Items listed in a dataset
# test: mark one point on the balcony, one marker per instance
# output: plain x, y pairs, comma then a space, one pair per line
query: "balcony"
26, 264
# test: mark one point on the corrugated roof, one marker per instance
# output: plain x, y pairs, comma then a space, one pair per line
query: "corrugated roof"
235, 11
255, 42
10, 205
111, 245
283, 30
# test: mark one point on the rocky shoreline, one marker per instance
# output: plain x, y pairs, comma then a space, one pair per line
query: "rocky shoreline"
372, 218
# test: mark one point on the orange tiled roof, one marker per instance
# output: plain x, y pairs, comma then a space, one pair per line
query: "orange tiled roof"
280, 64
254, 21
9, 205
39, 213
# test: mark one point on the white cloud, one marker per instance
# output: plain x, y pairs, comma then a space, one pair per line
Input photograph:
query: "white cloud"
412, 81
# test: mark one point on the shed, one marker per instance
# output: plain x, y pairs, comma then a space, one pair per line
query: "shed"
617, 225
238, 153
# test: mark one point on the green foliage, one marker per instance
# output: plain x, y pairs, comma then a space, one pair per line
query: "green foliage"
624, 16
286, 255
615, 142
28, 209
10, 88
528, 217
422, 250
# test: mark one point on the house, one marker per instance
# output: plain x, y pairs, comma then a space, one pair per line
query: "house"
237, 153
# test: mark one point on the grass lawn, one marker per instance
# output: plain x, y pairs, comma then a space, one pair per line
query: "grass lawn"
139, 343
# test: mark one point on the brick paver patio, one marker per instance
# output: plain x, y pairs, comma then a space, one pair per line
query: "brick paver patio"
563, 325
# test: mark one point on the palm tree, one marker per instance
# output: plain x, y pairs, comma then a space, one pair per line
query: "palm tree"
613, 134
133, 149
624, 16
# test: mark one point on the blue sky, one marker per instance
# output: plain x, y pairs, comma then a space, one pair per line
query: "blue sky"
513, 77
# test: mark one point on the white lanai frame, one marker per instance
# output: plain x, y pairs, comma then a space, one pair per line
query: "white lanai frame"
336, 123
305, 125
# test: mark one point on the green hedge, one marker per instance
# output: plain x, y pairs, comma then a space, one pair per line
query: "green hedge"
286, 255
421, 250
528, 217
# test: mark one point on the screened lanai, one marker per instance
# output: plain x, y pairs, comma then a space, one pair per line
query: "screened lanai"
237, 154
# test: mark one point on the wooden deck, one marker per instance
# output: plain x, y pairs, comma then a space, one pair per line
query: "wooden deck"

* Aim *
Copy the records from the line with "# test: mark one point on the screened" through the end of the records, requests included, and offset every x and y coordinate in the answers by adding 123.

* Exercise answer *
# test: mark one point on the screened lanai, one marker per instance
# output: plain x, y pairs, comma then a space, one pair per line
query: "screened lanai"
360, 277
# test: mark one point on the wooden deck, one marker per instance
# output: plain x, y pairs, comma then a space, one pair per line
query: "wooden deck"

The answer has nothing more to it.